# Goal of the exercise:
Output every record verbatim, and omit each picture.
[Dataset records — start]
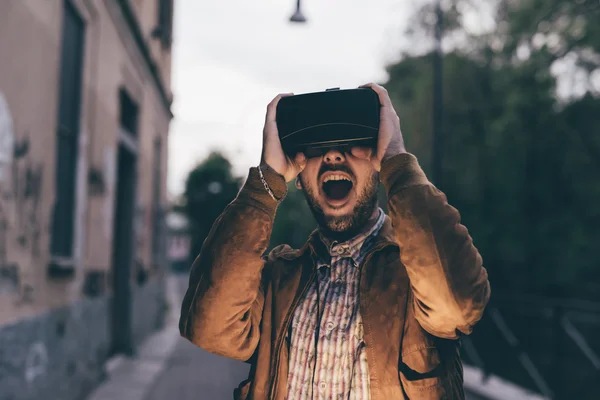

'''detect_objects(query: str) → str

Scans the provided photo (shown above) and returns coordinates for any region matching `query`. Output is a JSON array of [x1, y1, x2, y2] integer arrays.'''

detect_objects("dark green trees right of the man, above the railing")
[[384, 0, 600, 299]]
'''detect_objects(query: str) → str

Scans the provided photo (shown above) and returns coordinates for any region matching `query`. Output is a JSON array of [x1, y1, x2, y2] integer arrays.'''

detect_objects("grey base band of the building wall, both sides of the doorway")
[[0, 279, 165, 400]]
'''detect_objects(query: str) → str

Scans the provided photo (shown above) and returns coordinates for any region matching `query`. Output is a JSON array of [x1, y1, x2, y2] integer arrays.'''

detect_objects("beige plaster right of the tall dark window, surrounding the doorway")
[[85, 2, 170, 290]]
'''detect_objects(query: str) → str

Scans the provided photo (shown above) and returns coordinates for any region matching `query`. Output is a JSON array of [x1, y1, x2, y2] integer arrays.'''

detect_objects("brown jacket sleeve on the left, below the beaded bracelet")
[[179, 162, 287, 361]]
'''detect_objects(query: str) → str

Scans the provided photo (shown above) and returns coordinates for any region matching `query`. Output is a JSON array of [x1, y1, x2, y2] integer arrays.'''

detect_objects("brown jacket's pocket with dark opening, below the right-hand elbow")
[[399, 346, 445, 400]]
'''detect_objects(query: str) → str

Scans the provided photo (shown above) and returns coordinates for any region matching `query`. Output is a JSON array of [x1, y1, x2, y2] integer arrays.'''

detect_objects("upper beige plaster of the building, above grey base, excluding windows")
[[0, 0, 170, 324]]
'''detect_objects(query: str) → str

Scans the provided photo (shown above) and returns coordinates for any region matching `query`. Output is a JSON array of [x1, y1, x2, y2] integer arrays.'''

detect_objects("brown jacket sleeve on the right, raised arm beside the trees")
[[381, 153, 490, 339]]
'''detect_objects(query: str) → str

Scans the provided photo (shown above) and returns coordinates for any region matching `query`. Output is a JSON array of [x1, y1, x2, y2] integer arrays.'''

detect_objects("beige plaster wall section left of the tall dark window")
[[0, 0, 62, 323]]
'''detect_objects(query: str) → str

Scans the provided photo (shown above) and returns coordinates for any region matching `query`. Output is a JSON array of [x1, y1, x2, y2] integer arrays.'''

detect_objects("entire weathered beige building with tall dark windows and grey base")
[[0, 0, 173, 400]]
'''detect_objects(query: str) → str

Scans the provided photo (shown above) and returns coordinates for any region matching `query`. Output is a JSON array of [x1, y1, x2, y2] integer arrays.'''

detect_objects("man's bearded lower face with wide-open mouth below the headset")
[[299, 149, 379, 237]]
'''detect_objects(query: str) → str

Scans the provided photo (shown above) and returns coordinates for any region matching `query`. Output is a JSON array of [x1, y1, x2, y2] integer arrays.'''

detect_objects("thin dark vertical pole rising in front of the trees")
[[431, 0, 444, 188]]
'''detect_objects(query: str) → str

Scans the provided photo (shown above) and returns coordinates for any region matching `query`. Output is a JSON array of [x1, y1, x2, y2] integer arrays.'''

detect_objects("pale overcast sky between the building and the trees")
[[168, 0, 417, 195]]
[Dataset records — finish]
# Solution:
'''detect_objects(query: str) → str

Scans the provided photo (shown above) and returns coordinates for any region matching `query`. Output is a JSON array of [x1, y1, x2, y2] integer arrays.'''

detect_objects("dark green trees right of the man, above the railing")
[[384, 0, 600, 299]]
'''detect_objects(query: str) → str

Scans the provided photo (shown above) and returns coordinates for any region matching `query`. Output is a JSON array of [x1, y1, x2, y2] integer arrays.'''

detect_objects("grey base band of the building wall, both sides of the doorway")
[[0, 279, 165, 400]]
'''detect_objects(query: str) → str

Scans the provided photo (shown above) and returns coordinates for any region matching `query`. Output is a JSON array of [x1, y1, x2, y2] integer arrays.'''

detect_objects("beige plaster right of the tall dark window, surrounding the doorway")
[[85, 2, 170, 290]]
'''detect_objects(query: str) → str

Scans the provided photo (shown above) and returns coordinates for any region matching `query`. Output is a JSON array of [x1, y1, x2, y2] integer arrays.'''

detect_objects("brown jacket sleeve on the left, below the beaded bracelet")
[[179, 162, 287, 361]]
'''detect_objects(query: str) → str

Scans the provided photo (shown above) and returns coordinates for any region matching `query`. Output is a JSON array of [x1, y1, x2, y2] integer arrays.'''

detect_objects("brown jacket's pocket with dark opening, below the right-hand elbow")
[[399, 346, 445, 400]]
'''detect_objects(query: str) → str

Scans the provided photo (shown above) and returns coordinates for any region matching `query`. Output is a JSON array of [x1, y1, x2, y2] integer arrays.'''

detect_objects("upper beige plaster of the building, above grey base, excluding windows")
[[0, 0, 170, 324]]
'''detect_objects(query: str) → str

Scans the provided photo (shown above) and returns coordinates for any region matching `query`. Output is a JSON array of [x1, y1, x2, y2] integer arrays.'''

detect_objects("brown jacket sleeve on the right, raised arm beside the trees")
[[381, 153, 490, 339]]
'''detect_objects(query: str) → str

Scans the provided photo (shown above) and returns coordinates for any region matching `query`. Output is a JSON array of [x1, y1, x2, y2] integer arrays.'''

detect_objects("beige plaster wall section left of the tall dark window")
[[0, 0, 62, 323]]
'''detect_objects(query: str) → str

Scans the provided photo (shown above) and returns coordinates for any region matching `query`. Output is a JSON array of [x1, y1, x2, y2] integer arrays.'''

detect_objects("entire weathered beige building with tall dark windows and grey base")
[[0, 0, 173, 400]]
'''detect_objects(query: str) → str

Scans the provided photo (shown above) and returns coordinates for any region matching `query`. Output is a JSON array of [x1, y1, x2, y2] integer arrays.'''

detect_objects("man's bearded lower face with wide-open mouth below the headset")
[[299, 149, 379, 237]]
'''detect_objects(query: str) → str

Scans the provided photo (shown above) and returns coordinates for any region matching `query`. Output is a JSON array of [x1, y1, x2, y2] integer arrays.'''

detect_objects("thin dark vertical pole rising in front of the trees")
[[431, 0, 444, 188]]
'''detect_objects(query: str) → str

Scans the provided photo (shown above) and returns coordinates for any region matching `query`. Output is a JSON array of [x1, y1, x2, y2] integer arrays.'''

detect_objects("pale overcast sky between the building and the trees")
[[168, 0, 417, 195]]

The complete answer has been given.